§ Activity list
1. In the passage on yoga at UCSC, what has the OPERS yoga fee been since this quarter?
2. Print everything in the passage on yoga at UCSC from "The UCSC campus" down to "classes per quarter.".
3. Give what follows the last sentence of the passage on yoga at UCSC.

§ Selected passage
The UCSC campus alone offers Bikram, Warrior and Hatha yoga classes every single quarter, and other more specific types flutter through intermittently.
This quarter, OPERS offers five yoga classes, four of which are taught by Kimball.
Yoga classes taught through OPERS have historically been free of charge, but as of this quarter, budget cuts have resulted in a $10 fee per quarter, per student enrolled in the class.
According to Katie Taylor, the reception center supervisor and administrative assistant for OPERS, physical education usually offers between five to seven yoga classes per quarter.
“Yoga tends to be fairly popular. All yoga classes tend to be full and the instructors have additional people who want to take them,” Taylor said. “The $10 fee has not really affected yoga enrollment.”
In addition to the yoga programs on-campus, many other styles and studios can be found in the city of Santa Cruz. The One Yoga Center offers flowing, stronger styles of yoga; Village Yoga features Bikram hot yoga; other classes can also be taken at the Pacific Cultural Center, Mount Madonna Center and the Veterans Hall. In addition, small private practices dot the town and many larger gyms, such as 24-Hour Fitness, Gold’s Gym and Spa Fitness offer weekly classes (see guide on p. 20).

§ Data extracts
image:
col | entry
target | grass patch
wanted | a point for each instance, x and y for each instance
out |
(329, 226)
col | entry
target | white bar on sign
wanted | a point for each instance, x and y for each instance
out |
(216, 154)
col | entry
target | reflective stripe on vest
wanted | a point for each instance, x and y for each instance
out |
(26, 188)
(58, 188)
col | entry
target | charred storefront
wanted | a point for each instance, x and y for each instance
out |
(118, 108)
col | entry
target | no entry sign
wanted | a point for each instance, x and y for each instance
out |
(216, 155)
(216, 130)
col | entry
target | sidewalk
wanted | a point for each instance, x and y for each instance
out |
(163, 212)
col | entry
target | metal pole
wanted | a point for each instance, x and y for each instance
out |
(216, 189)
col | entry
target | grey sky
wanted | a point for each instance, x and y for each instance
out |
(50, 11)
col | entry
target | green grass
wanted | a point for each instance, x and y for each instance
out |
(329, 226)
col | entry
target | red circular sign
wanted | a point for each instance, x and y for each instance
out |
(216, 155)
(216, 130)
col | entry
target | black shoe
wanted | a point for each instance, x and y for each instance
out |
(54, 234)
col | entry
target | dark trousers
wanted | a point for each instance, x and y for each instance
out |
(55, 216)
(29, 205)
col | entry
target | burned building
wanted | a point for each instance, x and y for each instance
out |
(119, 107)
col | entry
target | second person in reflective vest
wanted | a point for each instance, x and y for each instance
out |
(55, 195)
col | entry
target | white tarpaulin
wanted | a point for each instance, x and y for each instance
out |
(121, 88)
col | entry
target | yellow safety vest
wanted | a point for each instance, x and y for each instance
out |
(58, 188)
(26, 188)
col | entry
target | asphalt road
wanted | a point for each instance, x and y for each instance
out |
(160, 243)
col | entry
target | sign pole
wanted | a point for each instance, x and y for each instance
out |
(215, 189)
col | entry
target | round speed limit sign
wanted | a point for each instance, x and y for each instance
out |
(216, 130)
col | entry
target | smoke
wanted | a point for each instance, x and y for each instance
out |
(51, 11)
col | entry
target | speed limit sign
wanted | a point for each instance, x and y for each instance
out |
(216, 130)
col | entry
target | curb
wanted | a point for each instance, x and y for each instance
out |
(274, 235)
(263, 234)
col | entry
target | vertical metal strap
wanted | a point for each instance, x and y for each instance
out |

§ Task-by-task results
1. A $10 fee per quarter, per student enrolled in the class.

2.
The UCSC campus alone offers Bikram, Warrior and Hatha yoga classes every single quarter, and other more specific types flutter through intermittently.
This quarter, OPERS offers five yoga classes, four of which are taught by Kimball.
Yoga classes taught through OPERS have historically been free of charge, but as of this quarter, budget cuts have resulted in a $10 fee per quarter, per student enrolled in the class.
According to Katie Taylor, the reception center supervisor and administrative assistant for OPERS, physical education usually offers between five to seven yoga classes per quarter.

3.
Yoga Center Santa Cruz is one of the largest and oldest venues for yoga in the city. Like Kimball, the center bases its practice on Iyengar’s yoga method.
Maya Lev has been the director of Yoga Center Santa Cruz for 13 years. Lev also started her yoga journey at UCSC, and like many, stumbled on her passion for yoga by chance.
“My instructor at the time introduced me to the idea that you could separate one part of your mind from another,” Lev said. “When I studied yoga it was really just by chance. I had a roommate who was enthusiastic about it so I tried it out. It’s become a lifelong project.”
Lev was a Kresge student who graduated from UCSC with degrees in psychology and women’s studies in the eighties. While at UCSC she also took classes from Kimball, who served as an inspiring mentor.
“I remember once we were doing a challenging pose in one of her classes, and [Kimball] said you could fall asleep in that pose. I thought, ‘You’ve got to be kidding me.’ But now I could fall asleep in that pose,” Lev explained. “If you choose to stick with it, [yoga] will benefit you in ways that are beyond your wildest imagination.”
Yoga instructors in Santa Cruz come from outside of the city as well.
Don Bard works full-time for the ocean sciences department at UCSC. He teaches yoga for Cabrillo College’s physical education department, a yoga class for the city of Scotts Valley Parks and Recreation, as well as a drop-in yoga class for staff, faculty and retirees three days a week at the Wellness Center on campus.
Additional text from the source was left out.